▶ About this exercise: Reproduce word for word the passage from the interview below, starting at the words "Oh the Howard" and stopping after "machinery in them.".

Text block Start Marker

No I didn’t remember Mr Howard though I do believe he
lived locally.
It
was a famous piece of equipment?
Oh the Howard Auto Cultivators, that’s right they were
in a big way and there was very few farms in NSW that didn’t have an item
of Howard’s machinery in them.
Now
because your father was the projectionist at Castle Hill, did you often
go to the pictures?
On yes that
was my Saturday afternoon treat, yeah and if they had anything on that
was a little bit adult there used to be special matinees put on for the
kids on Saturday afternoons. You got two features, a cartoon, the trailers
and the serial. Serials were very big when I was a kid and we used to
sweat from week to week on whether the hero had really died at the end
of the episode the Saturday before and he’d be magically resurrected by
the next Saturday that was a very important part of my growing up.
Now
we’ve spoken a fair bit about your father but we haven’t spoken about
your mother. Can you tell me something about her?
My Mum was born at Northmead and my grandparents on that
side were English from the Isles of Scilly, but Mum was born out here.

Text block End Marker
Data extracts Start Marker

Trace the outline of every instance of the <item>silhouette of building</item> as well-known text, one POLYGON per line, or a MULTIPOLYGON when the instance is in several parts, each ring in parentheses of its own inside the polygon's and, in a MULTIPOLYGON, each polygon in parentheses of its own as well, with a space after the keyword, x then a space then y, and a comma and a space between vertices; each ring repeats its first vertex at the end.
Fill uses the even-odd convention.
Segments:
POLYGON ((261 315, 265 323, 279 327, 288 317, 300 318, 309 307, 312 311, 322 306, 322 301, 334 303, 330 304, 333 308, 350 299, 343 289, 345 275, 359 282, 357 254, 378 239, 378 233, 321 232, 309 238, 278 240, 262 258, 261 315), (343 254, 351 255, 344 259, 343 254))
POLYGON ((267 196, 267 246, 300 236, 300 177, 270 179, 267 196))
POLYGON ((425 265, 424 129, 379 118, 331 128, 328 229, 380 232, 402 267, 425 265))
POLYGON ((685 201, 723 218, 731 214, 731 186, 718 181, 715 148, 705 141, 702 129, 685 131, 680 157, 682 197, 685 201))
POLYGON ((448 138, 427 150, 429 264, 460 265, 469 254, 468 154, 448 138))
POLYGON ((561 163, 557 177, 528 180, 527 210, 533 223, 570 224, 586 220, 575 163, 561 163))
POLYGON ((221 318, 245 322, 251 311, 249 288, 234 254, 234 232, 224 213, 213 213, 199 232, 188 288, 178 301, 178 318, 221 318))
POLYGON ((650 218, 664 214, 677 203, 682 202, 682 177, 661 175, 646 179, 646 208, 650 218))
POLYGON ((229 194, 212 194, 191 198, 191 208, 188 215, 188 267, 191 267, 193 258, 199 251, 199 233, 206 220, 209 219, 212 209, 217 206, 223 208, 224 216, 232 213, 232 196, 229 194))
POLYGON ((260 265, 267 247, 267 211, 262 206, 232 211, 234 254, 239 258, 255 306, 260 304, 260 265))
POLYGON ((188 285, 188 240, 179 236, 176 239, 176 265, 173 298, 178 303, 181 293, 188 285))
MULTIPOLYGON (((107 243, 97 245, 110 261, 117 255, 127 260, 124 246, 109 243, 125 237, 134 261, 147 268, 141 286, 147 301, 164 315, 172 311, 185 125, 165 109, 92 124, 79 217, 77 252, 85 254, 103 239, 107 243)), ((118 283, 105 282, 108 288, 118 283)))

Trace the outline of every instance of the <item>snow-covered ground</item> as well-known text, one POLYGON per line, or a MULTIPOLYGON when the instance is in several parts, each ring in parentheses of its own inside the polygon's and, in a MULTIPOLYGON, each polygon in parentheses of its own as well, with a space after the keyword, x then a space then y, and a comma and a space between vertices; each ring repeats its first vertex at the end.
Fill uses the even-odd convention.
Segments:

Data extracts End Marker

▶ Completed task:
Oh the Howard Auto Cultivators, that’s right they were
in a big way and there was very few farms in NSW that didn’t have an item
of Howard’s machinery in them.